Sygn. akt V KK 387/21
POSTANOWIENIE
Dnia 25 października 2021 r.
Sąd Najwyższy w składzie:
SSN Jerzy Grubba
na posiedzeniu w trybie art. 535§3 k.p.k.
po rozpoznaniu w dniu 25 października 2021r.
sprawy J. K.
skazanego za czyn z art. 207§1 k.k. w zb. z art. 157§1 k.k. w zb. z art. 157§2 k.k. w zb. z art. 197§1 k.k. w zw. z art. 11§2 k.k.
z powodu kasacji wniesionej przez obrońcę skazanego
od wyroku Sądu Okręgowego w S.
z dnia 16 lutego 2021r., sygn. akt IV Ka (…),
zmieniającego w części wyrok Sądu Rejonowego w G.
z dnia 2 września 2019r., sygn. akt II K (…)
p o s t a n o w i ł:
1. oddalić kasację uznając ją za oczywiście bezzasadną,
2. kosztami sądowymi postępowania kasacyjnego obciążyć skazanego.
UZASADNIENIE
Kasacja wniesiona w imieniu skazanego jest bezzasadna i to w stopniu oczywistym.
Odnosząc się do zarzutów sformułowanych w pkt 1 i 3 kasacji, w których obrońca podniósł zarzuty naruszenia m.in. art. 170§1a k.p.k., art. 201 k.p.k. i inne, należy uznać je za niezasadne. Sąd Odwoławczy uznał, że wnioski dowodowe obrony dotyczyły okoliczności, które nie miały związku ze zdarzeniami będącymi przedmiotem postępowania i pozostawały bez wpływu na końcowe orzeczenie w kwestii winy skazanego. Z takim twierdzeniem Sądu należy się zgodzić.
Sąd Okręgowy dokonał ponadto przekonujących rozważań w kwestii możliwości powstania ujawnionych u pokrzywdzonej obrażeń w związku z chorobą alkoholową i w oparciu o zasady logiki i doświadczenia życiowego, z uwagi na rozległość tych obrażeń, możliwość taką zasadnie wykluczył (str. 13).
W drugim z wniosków dowodowych obrona wskazywała zaś na skłonność pokrzywdzonej do konfabulacji i kłamstwa. Są to jednak okoliczności, co do których wypowiedzieć powinien się biegły, nie zaś postronni świadkowie. Sąd procedujący w niniejszym postępowaniu dopuścił dowód z opinii takiego biegłego, ten zaś nie stwierdził występowania u pokrzywdzonej dysfunkcji na płaszczyźnie zdolności do złożenia wiarygodnych zeznań.

□ □ □ □ □ □ □

#### Zadanie 1:
Powiel dokładnie wszystkie wpisy z danymi masek segmentacji, wiersz po wierszu, pomijając w odpowiedzi obrazy.
Tekst i wpisy nie mają ze sobą żadnego związku.

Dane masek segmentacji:
□ □ □ □ □ □ □

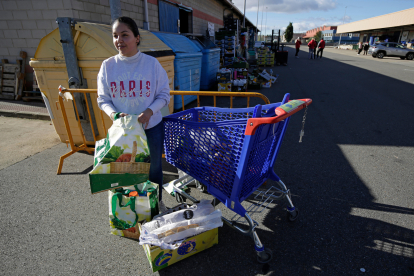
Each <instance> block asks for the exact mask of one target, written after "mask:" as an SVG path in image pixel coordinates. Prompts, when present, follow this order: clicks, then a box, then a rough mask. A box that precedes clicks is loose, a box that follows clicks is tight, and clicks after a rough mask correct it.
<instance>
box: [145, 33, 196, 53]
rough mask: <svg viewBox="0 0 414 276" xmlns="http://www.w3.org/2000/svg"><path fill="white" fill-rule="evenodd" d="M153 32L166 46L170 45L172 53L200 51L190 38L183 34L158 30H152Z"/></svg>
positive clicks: (169, 46)
mask: <svg viewBox="0 0 414 276" xmlns="http://www.w3.org/2000/svg"><path fill="white" fill-rule="evenodd" d="M153 34H154V35H155V36H156V37H158V38H159V39H160V40H161V41H162V42H164V43H165V44H166V45H167V46H168V47H171V49H172V50H173V52H174V53H194V52H200V51H201V50H200V49H198V47H197V46H196V45H194V43H192V42H191V40H189V39H188V38H186V37H185V36H183V35H179V34H168V33H160V32H153Z"/></svg>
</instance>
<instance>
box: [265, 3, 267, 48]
mask: <svg viewBox="0 0 414 276" xmlns="http://www.w3.org/2000/svg"><path fill="white" fill-rule="evenodd" d="M265 26H266V27H265V43H266V33H267V7H266V24H265Z"/></svg>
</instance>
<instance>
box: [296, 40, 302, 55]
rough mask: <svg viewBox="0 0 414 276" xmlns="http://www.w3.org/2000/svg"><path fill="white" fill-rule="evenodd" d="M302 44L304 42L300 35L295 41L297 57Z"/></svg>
mask: <svg viewBox="0 0 414 276" xmlns="http://www.w3.org/2000/svg"><path fill="white" fill-rule="evenodd" d="M301 44H302V42H300V37H298V38H297V39H296V41H295V46H296V54H295V57H296V58H299V57H298V53H299V48H300V45H301Z"/></svg>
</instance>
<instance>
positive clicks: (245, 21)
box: [243, 0, 246, 28]
mask: <svg viewBox="0 0 414 276" xmlns="http://www.w3.org/2000/svg"><path fill="white" fill-rule="evenodd" d="M243 28H246V0H244V13H243Z"/></svg>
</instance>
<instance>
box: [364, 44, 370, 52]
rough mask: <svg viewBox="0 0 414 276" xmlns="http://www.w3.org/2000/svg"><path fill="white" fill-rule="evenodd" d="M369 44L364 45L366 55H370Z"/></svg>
mask: <svg viewBox="0 0 414 276" xmlns="http://www.w3.org/2000/svg"><path fill="white" fill-rule="evenodd" d="M368 49H369V43H368V42H367V43H365V45H364V55H368Z"/></svg>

□ □ □ □ □ □ □

#### Zadanie 2:
Odpowiedz krótko na pytania dotyczące postanowienia Sądu Najwyższego:
(a) Kto wniósł kasację?
(b) Kogo obciążono kosztami sądowymi postępowania kasacyjnego?
(c) Czego biegły nie stwierdził u pokrzywdzonej?

#### Odpowiedź 1:
Each <instance> block asks for the exact mask of one target, written after "mask:" as an SVG path in image pixel coordinates. Prompts, when present, follow this order: clicks, then a box, then a rough mask. A box that precedes clicks is loose, a box that follows clicks is tight, and clicks after a rough mask correct it.
<instance>
box: [145, 33, 196, 53]
rough mask: <svg viewBox="0 0 414 276" xmlns="http://www.w3.org/2000/svg"><path fill="white" fill-rule="evenodd" d="M153 32L166 46L170 45L172 53L200 51L190 38L183 34L158 30H152Z"/></svg>
positive clicks: (169, 46)
mask: <svg viewBox="0 0 414 276" xmlns="http://www.w3.org/2000/svg"><path fill="white" fill-rule="evenodd" d="M153 34H154V35H155V36H156V37H158V38H159V39H160V40H161V41H162V42H164V43H165V44H166V45H167V46H168V47H171V49H172V50H173V52H174V53H194V52H200V51H201V50H200V49H198V47H197V46H196V45H194V43H192V42H191V40H189V39H188V38H186V37H185V36H183V35H179V34H168V33H160V32H153Z"/></svg>
</instance>
<instance>
box: [265, 3, 267, 48]
mask: <svg viewBox="0 0 414 276" xmlns="http://www.w3.org/2000/svg"><path fill="white" fill-rule="evenodd" d="M265 26H266V27H265V43H266V33H267V7H266V24H265Z"/></svg>
</instance>
<instance>
box: [296, 40, 302, 55]
rough mask: <svg viewBox="0 0 414 276" xmlns="http://www.w3.org/2000/svg"><path fill="white" fill-rule="evenodd" d="M302 44L304 42L300 35L295 41L297 57Z"/></svg>
mask: <svg viewBox="0 0 414 276" xmlns="http://www.w3.org/2000/svg"><path fill="white" fill-rule="evenodd" d="M301 44H302V42H300V37H298V38H297V39H296V41H295V46H296V54H295V57H296V58H299V57H298V53H299V48H300V45H301Z"/></svg>
</instance>
<instance>
positive clicks: (245, 21)
box: [243, 0, 246, 28]
mask: <svg viewBox="0 0 414 276" xmlns="http://www.w3.org/2000/svg"><path fill="white" fill-rule="evenodd" d="M243 28H246V0H244V13H243Z"/></svg>
</instance>
<instance>
box: [364, 44, 370, 52]
rough mask: <svg viewBox="0 0 414 276" xmlns="http://www.w3.org/2000/svg"><path fill="white" fill-rule="evenodd" d="M369 44L364 45L366 55H370Z"/></svg>
mask: <svg viewBox="0 0 414 276" xmlns="http://www.w3.org/2000/svg"><path fill="white" fill-rule="evenodd" d="M368 49H369V43H368V42H367V43H365V45H364V55H368Z"/></svg>

#### Odpowiedź 2:
(a) Obrońca skazanego.
(b) Skazanego.
(c) Występowania dysfunkcji na płaszczyźnie zdolności do złożenia wiarygodnych zeznań.